─── Supplied material ───
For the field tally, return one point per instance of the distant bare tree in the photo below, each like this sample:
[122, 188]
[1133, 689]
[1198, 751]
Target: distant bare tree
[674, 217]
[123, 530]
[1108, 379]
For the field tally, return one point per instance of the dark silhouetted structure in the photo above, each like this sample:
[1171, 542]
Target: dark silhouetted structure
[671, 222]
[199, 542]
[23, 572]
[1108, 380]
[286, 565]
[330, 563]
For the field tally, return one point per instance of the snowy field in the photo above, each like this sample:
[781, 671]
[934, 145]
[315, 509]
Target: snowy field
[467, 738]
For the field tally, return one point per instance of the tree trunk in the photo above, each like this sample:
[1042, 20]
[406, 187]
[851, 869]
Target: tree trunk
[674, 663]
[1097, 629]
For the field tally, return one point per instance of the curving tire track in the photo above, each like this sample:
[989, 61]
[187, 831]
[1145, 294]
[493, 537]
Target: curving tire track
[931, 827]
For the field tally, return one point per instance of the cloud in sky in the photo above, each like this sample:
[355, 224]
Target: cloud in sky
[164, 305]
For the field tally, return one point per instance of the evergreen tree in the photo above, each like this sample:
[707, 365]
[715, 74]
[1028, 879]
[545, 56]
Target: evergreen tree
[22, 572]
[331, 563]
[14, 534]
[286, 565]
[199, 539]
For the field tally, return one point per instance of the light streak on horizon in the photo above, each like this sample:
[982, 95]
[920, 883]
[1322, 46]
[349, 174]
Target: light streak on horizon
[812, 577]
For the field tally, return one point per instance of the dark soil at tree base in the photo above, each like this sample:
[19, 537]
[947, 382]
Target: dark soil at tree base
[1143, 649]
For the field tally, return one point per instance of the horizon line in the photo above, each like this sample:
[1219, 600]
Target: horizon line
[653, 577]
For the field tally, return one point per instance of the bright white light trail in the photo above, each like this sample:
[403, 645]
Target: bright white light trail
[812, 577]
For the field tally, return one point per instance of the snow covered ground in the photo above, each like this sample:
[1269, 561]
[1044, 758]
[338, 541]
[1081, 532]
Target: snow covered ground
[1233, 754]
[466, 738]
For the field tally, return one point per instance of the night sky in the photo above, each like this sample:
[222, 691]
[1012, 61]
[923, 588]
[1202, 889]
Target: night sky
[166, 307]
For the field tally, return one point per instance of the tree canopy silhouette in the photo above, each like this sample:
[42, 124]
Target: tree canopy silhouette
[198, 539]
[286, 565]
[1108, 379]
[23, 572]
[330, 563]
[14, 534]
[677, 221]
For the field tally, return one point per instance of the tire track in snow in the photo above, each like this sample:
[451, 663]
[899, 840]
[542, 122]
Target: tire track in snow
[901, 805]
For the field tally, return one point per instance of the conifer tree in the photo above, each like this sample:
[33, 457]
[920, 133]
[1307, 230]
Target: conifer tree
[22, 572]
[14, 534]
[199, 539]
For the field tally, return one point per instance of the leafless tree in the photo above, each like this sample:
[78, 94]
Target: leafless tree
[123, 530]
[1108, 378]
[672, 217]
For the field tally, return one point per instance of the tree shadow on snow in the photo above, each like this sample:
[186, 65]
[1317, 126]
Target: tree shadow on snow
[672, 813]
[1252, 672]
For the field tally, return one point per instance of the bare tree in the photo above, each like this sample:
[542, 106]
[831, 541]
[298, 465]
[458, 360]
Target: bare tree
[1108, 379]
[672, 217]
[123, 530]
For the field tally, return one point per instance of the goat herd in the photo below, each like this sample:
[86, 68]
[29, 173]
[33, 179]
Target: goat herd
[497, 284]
───
**To do**
In the entries above, locate every line with the word "below" and copy it.

**Solved exercise**
For the field tally, return one point per instance of the distant bare tree in the photo below, each like this sample:
For the field tally, return one point per instance of the goat herd in the photo below, each like this sample:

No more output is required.